▶ [DO THIS]: Extend the forum thread on pointing to structs in a linked list, starting right after its final line.
Begin READING PASSAGE
CODEWITHSUNDEEP
cpointers
Alex
Alex

Reputation: 5646

Pointing to structs in a linked list

We're trying to set the address of a struct to an address we are given but when we print out the address of the struct it seems to not be the same value as the address we are given.

/*a struct to keep block information*/
struct header{
    int space;
    int free; /* 1 = free space and 0 = full*/
    struct header *nextHead;
    struct header *prevHead;
};

typedef struct header node;

int myinit(int *array, int size){

    int newSize = size;
    node * nullPointer;
    nullPointer = NULL; //make intermediatry node pointer for some bullshit reason

    * (array) = newSize;  /*store the size of the malloc at the first address*/

    printf("Address : %p\n", &array[0]);
    array++;
    printf("Address  after: %p\n", &array[0]);

    /*initial block*/
    node *root = (node *)&array; /*store the root at the next address available*/
    printf("size of struct %lu\n", sizeof(struct header));

    printf("%p\n", root);

    root->space = newSize;
    root->free = 1;
    root->nextHead = nullPointer;
    root->prevHead = nullPointer;


}

Upvotes: 0

Views: 568

Answers (3)
End READING PASSAGE
Begin DATASET EXTRACT
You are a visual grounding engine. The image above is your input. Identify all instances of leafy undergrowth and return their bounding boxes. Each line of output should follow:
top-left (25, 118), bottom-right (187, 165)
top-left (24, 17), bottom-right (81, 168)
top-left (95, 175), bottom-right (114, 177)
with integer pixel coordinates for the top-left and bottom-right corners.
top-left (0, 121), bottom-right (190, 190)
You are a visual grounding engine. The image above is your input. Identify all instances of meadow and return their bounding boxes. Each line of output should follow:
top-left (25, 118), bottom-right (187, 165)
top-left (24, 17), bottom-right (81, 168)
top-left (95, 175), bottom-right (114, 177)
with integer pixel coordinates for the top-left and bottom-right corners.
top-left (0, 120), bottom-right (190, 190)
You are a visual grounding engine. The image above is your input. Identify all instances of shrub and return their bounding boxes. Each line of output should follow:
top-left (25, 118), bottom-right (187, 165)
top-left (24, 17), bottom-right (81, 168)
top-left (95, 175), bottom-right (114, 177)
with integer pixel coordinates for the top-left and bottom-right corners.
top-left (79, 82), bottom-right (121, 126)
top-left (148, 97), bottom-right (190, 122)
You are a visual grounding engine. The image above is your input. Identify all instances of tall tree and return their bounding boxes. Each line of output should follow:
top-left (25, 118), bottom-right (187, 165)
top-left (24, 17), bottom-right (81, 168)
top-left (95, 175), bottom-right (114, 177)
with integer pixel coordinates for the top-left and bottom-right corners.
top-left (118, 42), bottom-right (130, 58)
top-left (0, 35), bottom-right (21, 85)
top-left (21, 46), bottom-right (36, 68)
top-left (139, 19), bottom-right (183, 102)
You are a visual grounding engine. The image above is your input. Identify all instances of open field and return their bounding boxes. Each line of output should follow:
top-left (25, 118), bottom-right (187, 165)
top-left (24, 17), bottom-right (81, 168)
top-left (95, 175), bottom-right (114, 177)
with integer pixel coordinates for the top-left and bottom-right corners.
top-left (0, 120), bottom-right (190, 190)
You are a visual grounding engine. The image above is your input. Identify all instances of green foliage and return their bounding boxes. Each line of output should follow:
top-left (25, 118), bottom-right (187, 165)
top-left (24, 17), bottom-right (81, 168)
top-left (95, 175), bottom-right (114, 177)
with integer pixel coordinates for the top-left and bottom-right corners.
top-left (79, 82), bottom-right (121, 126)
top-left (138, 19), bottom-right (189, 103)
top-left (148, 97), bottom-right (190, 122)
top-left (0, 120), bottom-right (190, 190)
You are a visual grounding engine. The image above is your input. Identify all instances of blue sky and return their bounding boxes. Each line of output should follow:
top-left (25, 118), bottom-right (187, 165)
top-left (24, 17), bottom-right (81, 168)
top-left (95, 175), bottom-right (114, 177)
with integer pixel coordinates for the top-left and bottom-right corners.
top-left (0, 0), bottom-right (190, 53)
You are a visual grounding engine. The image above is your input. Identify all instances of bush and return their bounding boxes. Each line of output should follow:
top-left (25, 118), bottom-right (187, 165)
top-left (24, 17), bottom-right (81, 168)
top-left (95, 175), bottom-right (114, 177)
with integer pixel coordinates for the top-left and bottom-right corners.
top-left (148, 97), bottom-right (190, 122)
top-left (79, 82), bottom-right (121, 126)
End DATASET EXTRACT
▶ [RESPONSE]:
Vladimir Ivanov
Vladimir Ivanov

Reputation: 43108

node *root = (node *)&array;

Here you obtain address of a pointer and cast it to other pointer. You should not do this. Here you must allocate the memory for the node:

 node * root = (node *) malloc(sizeof(node));
// or  this allocates the memory and puts zeros to it     
node * root = (node *) calloc(1, sizeof(node));

Also, you don't need any nodes which points to NULL, you can simply use NULL like this:

node->nextHeader = NULL;

Upvotes: 1

buddhabrot
buddhabrot

Reputation: 1586

Also, instead of using &array[0], use array in this piece of code.
You will become less confused with pointers if you keep to simple code and understand every line you write. When you have a lot of ampersands and special signs in one line you're probably doing something wrong, train your spider sense for those situations.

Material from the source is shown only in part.